To do:
a - According to the book reviews, why was the reviewer at first not a big fan of Troy White?
b - Extend the book reviews past their final sentence.

Study text:
====
Friday, May 29, 2009
I am in awe of Irene Gut, the author of this book. She lived in Poland during World War II and rather than giving in to Hitler and the German army she fought to save the lives of the Jews around her. She was only 17 when war broke out and she was separated from her family and traveling with the Polish army as a nurse. Russian soldiers attacked and raped her and she later was forced to work for the German army as a cook and a housekeeper. Her first act of resistance was to pass food into a ghetto. From there she slowly took more and more risks to save Jewish lives until finally she was transporting Jews to a hideout in the forest, hiding them in her workplace, and harboring them in the basement of the home where she was living and working as a housekeeper for a Nazi commander. She was always fearful for her life but never stopped doing what she thought was right. It was heartening to read about numerous others who also were helping in a time of unbelievable horrors. I would recommend this to 8th graders on up through adults.
Wednesday, May 27, 2009
Troy White is a football genius. He can watch a football game and predict what the next offensive move will be. It's not ESP or cheating of some kind, his mind just analyzes things and figures out what the opposing team is going to do next. When his mom gets a job with the Atlanta Falcons and Troy gets down on the sidelines he can't resist trying to tell the players and coaches his predictions. Of course, no one believes a kid so he is hauled off the field and banned from football games. This is the story of how he manages to connect with Seth Holloway, a Falcons player, and convince him of his talent. At first I was not a big fan of Troy—he steals a football, sneaks into games, and doesn't go about things in the right way. But somewhere along the way I got into this story and enjoyed rooting for Troy to come out on top (and for Seth and Troy's mom to get together). It was a fun read that I would recommend to 6th or 7th grade football fans.
====
[Saved entries]
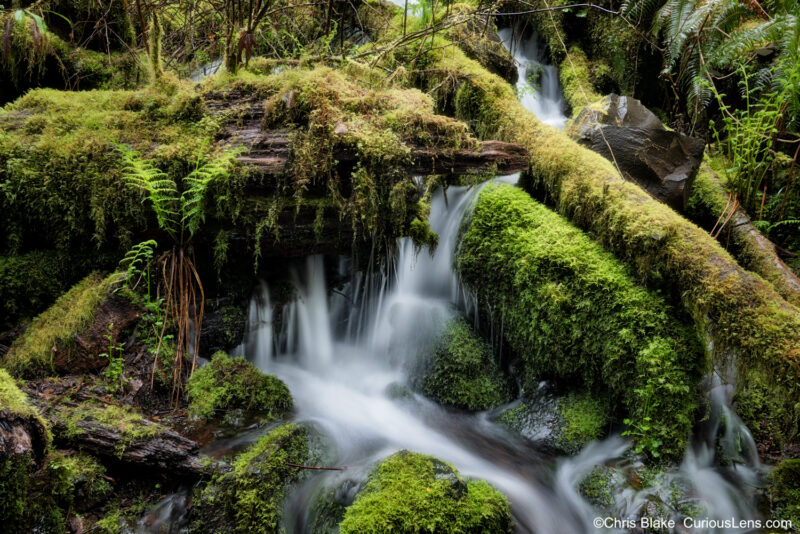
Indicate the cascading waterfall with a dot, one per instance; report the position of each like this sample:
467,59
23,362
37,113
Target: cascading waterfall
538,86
====
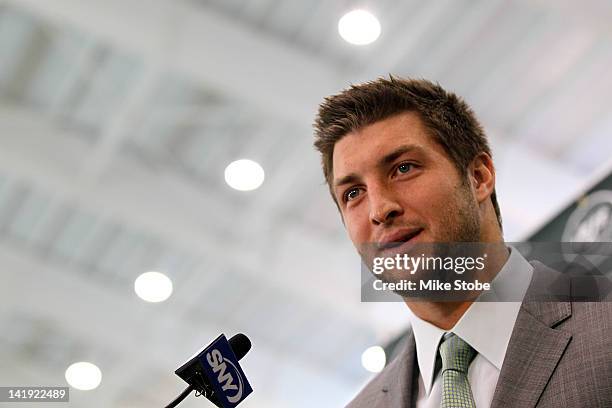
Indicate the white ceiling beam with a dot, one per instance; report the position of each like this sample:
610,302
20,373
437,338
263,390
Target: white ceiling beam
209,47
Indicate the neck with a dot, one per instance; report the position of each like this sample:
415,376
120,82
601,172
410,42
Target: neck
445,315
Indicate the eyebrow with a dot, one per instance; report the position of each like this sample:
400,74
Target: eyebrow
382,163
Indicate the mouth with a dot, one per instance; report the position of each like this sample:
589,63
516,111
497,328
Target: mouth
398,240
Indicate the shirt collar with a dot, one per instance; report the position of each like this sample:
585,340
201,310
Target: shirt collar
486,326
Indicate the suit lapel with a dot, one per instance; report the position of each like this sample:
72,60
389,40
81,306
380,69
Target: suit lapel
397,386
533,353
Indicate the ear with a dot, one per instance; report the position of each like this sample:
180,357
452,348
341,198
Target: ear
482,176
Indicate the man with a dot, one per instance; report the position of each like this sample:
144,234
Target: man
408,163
====
Answers to the exercise:
a - The reviewer was initially put off by Troy because he steals a football, sneaks into games, and does not go about things in the right way.

b -
Matt Pin was airlifted out of Vietnam, never to see his biological mother and brother again. Two years later he has been adopted by an American family and is struggling with the memories of all that he left behind. He's a good baseball player and has a wonderful coach but he faces racism from some of his teammates. This is the moving story of how he comes to terms with his past and a secret that is too painful to share. It's written in free verse and is easy to read quickly, but it's so well written you may want to slow down and savor every word. Although it's historical fiction, it will also appeal to sports fans due to the baseball theme running throughout the book. A couple of 8th grade boys read and loved this one already so it comes highly recommended.
Thursday, May 07, 2009
Art Spiegelman's father, Vladek, survived many horrors during the Holocaust, including being imprisoned at Auschwitz. Years later he was a crotchety older man living in New York when his son interviewed him about his life experiences. This graphic novel tells his story alternating between the sometimes difficult father-son relationship of the present and the gripping survival stories from the past. It starts out before the war when Vladek was a prosperous young man and the reader gets a sense of how gradually the repressive Nazi measures took effect. It's an amazing story for all ages and one that could really bring the Holocaust to life for mature teen readers. This book is only part one—to find out what happened in Auschwitz you must read Maus II.